▸ **Provided data**
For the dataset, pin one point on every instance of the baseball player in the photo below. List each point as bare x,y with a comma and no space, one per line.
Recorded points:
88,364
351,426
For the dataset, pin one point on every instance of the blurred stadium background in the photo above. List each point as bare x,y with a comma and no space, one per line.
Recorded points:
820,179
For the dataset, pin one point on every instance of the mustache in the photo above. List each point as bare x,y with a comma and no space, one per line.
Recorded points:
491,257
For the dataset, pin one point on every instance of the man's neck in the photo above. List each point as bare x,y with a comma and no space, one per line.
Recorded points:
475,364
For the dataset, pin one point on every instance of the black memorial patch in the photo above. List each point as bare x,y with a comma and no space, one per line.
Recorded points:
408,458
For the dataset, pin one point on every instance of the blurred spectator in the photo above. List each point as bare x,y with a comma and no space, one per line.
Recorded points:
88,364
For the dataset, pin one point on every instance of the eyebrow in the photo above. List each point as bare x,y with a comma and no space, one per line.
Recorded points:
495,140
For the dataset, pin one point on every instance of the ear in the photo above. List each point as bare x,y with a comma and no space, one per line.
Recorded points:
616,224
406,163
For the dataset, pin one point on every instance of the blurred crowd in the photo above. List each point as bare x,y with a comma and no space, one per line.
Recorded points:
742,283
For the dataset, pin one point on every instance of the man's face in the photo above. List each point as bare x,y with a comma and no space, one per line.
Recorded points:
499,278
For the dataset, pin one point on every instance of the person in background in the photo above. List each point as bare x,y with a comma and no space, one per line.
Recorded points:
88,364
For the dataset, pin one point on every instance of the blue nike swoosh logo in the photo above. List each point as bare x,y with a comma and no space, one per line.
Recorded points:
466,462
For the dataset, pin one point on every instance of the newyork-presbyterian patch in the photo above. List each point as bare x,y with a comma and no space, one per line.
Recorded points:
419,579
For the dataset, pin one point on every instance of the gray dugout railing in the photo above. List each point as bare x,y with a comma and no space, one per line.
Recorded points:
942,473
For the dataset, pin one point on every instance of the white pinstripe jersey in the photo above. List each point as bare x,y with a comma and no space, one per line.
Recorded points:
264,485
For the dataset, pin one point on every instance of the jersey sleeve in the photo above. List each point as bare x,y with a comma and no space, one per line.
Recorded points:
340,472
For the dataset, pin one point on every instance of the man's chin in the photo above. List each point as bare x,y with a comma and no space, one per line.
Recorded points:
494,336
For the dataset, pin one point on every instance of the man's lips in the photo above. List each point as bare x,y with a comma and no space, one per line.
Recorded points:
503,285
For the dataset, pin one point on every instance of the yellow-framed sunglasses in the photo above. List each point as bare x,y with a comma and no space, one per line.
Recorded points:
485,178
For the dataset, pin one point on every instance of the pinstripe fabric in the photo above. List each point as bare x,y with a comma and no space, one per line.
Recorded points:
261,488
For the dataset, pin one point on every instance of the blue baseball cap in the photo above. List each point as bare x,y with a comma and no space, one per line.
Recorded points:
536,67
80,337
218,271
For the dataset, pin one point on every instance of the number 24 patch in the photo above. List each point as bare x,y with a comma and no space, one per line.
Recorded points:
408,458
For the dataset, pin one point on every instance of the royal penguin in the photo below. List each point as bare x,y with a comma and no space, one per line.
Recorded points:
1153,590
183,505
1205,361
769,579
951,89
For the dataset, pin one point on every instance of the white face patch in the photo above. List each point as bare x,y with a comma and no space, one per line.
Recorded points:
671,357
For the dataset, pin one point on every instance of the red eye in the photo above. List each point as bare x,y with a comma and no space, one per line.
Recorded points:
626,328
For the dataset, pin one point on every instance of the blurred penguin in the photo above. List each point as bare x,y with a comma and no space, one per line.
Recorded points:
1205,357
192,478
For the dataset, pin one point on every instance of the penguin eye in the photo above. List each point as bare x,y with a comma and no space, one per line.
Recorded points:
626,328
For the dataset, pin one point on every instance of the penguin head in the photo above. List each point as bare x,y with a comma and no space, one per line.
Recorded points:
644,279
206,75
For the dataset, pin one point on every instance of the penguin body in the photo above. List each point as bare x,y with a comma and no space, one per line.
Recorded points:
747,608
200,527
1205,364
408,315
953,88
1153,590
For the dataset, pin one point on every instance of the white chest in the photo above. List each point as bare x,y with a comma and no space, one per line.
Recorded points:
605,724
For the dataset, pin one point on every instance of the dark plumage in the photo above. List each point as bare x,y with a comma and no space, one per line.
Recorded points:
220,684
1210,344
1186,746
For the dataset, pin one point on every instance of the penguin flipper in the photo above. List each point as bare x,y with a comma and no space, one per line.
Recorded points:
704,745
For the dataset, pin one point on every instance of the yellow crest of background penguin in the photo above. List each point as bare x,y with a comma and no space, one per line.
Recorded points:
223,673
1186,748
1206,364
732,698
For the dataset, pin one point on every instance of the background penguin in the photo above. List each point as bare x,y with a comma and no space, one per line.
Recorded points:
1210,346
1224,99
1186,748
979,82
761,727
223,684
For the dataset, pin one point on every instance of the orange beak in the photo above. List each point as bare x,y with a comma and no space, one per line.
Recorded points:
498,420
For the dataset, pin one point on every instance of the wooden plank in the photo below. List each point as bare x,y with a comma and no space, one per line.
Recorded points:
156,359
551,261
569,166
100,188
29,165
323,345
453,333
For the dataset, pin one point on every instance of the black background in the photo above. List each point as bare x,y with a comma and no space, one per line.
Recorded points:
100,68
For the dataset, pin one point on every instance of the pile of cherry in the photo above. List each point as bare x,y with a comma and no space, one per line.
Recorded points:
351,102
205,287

▸ **Exercise brief**
Reproduce all of the entries above verbatim, keeping every line and every recorded point unchanged.

▸ **Answer to the exercise**
For the dataset, pin one point on every instance of the baseball player in the photo below. List each point as bare x,y with a comma and no space, one per line.
Recorded points:
88,364
351,426
For the dataset, pin one point on every instance of the blurred stadium background in the photo above. List each point as bare x,y with a comma and no space, one per line.
Recorded points:
820,179
For the dataset, pin one point on every instance of the mustache in the photo above. List each point as bare x,y with a comma and no space, one per line.
Recorded points:
491,257
For the dataset, pin one point on every instance of the man's neck in the photo above. List each point as bare x,y with a comma and no space, one per line.
Recorded points:
475,364
For the dataset, pin one point on every instance of the black memorial patch in the photo above. List each point as bare x,y with a comma and no space, one per line.
Recorded points:
408,458
For the dataset, pin one point on every instance of the blurred spectator in the photo above. List each point as bare x,y with a comma and no space, one per line.
Recorded points:
88,364
For the dataset, pin one point on every instance of the eyebrow in the photo above. List each point as bare x,y with a comma and no space, one per line.
Recorded points:
495,140
For the dataset, pin one point on every instance of the ear in the photo above. List each point as bare x,y with a comma and no space, one per line.
Recorded points:
616,224
406,163
For the dataset, pin one point on every instance of the blurred crowd in the photo above. List each point as bare x,y with a comma and no space, one per line.
Recorded points:
742,283
For the dataset, pin one point on every instance of the man's face in the photo above. List each point as bare x,y with a comma and no space, one per line.
Recorded points:
499,278
For the dataset, pin one point on every instance of the person in background in the photo above. List each point as bare x,y with a comma and no space, one per line.
Recorded points:
88,364
For the dataset, pin one point on every instance of the blue nike swoosh logo in the photo above. List each point as bare x,y with a comma and no space, one per line.
Recorded points:
466,462
For the dataset, pin one point on every instance of the newyork-presbyterian patch in the photo above. List each point as bare x,y with a comma and no space, one per line.
Recorded points:
419,579
For the dataset, pin one point on every instance of the gray dugout railing in the photo above. List each point as bare x,y with a comma and no space, one per line.
Recorded points:
942,473
For the dataset, pin one point on every instance of the white pinstripe jersey in the photo above. List each point as bare x,y with a comma and no space, one per line.
Recorded points:
264,485
For the dataset, pin one point on every instance of the jersey sleeve in the photo above. List each point as bare x,y with a comma and no space, one per line.
Recorded points:
340,472
For the dataset, pin one point on every instance of the man's chin in the photo above. List each point as bare x,y with a comma and no space, one per line.
Recorded points:
494,336
For the dataset, pin one point on every instance of the man's lips in the photo above. List each point as bare x,y with a comma and no space, one per line.
Recorded points:
503,285
For the dataset, pin one point on every instance of the yellow-framed sunglasses in the photo above. List each point as bare x,y with a comma and no space, one per line.
Recorded points:
485,178
For the dataset, pin one point on every instance of the pinstripe fabric in the photo above. List each point as bare x,y with a comma and no space, one per line.
Recorded points:
261,488
For the dataset, pin one point on every instance of the blue baseball cap in the photo above. List each point as bare x,y with a comma and no space, one per line.
Recorded points:
536,67
80,337
218,271
For the dataset, pin one point on every instance of the number 24 patch in the photo above. List each point as bare x,y with a comma and no space, one per line.
Recorded points:
408,458
For the dataset, pin one point on every instance of the royal penguin in the photo below. List each point as bare x,y with a comma and no space, one per line.
Recorded points:
1153,590
183,505
1205,361
769,579
951,89
For the dataset, pin one point on every instance of the white face patch in the photo above. List each point as bare x,y with a comma and no space, one per line.
Recorded points:
671,357
For the dataset, pin one point on every instance of the red eye in the photo above. List each point as bare x,y with a comma and no space, one per line.
Recorded points:
626,328
For the dataset, pin one point on every instance of the blurred penguin in the photo above. List each point as bare x,y with a comma and no space, one per line.
Recorded points:
1205,357
192,478
For the dataset, pin one point on every instance of the penguin eye in the photo above. List each point as bare x,y with a comma and no space, one per line.
Recorded points:
626,328
For the dataset, pin one point on every instance of the penguin head in the photo above. List each point as bare x,y with a comma and no space, one per line.
Recorded points:
644,279
206,75
For the dataset, pin one point on every instance of the penguin body in the photo above. List each point as bare x,y with a comma and no space, one per line.
Recorded points:
747,608
200,527
1205,364
408,315
953,88
1153,590
For the dataset, pin one point on every instance of the white chest in the photo above. List each point as bare x,y with a comma and no space, one per line.
Recorded points:
605,724
For the dataset, pin one point on every instance of the dark plumage in the photo above. List each point as bare x,y with a comma and no space, one per line.
Recorded points:
220,684
1210,344
1186,746
For the dataset, pin one point on every instance of the penguin flipper in the photo above. List each point as bare x,y with a comma and no space, one per line.
Recorded points:
704,745
For the dataset, pin one point on every instance of the yellow crest of background penguin in the photo above. List each point as bare x,y with a comma and no space, one per line.
Recorded points:
223,673
1186,748
1206,364
732,698
For the dataset, pin one point on every instance of the background penguin in the photo above. List each point as bare x,y with a comma and no space, one per line.
Recorded points:
1210,346
1224,99
1186,748
979,82
761,727
223,684
For the dataset, pin one point on every instance of the orange beak in the photo above. List each point as bare x,y with a comma and no space, one per line.
Recorded points:
498,420
For the dataset, pin one point on every instance of the wooden plank in the photo below. List each point as bare x,y with a comma and no space, one per line.
Recorded points:
156,359
551,261
569,166
100,188
29,165
323,345
453,333
For the dataset, pin one point on every instance of the black background in the photo above. List each point as bare x,y with a comma and no space, one per line.
Recorded points:
100,68
For the dataset, pin one point on every instance of the pile of cherry in the photo above. List each point as bare x,y with a comma and no space, one per line.
Recorded points:
351,102
205,287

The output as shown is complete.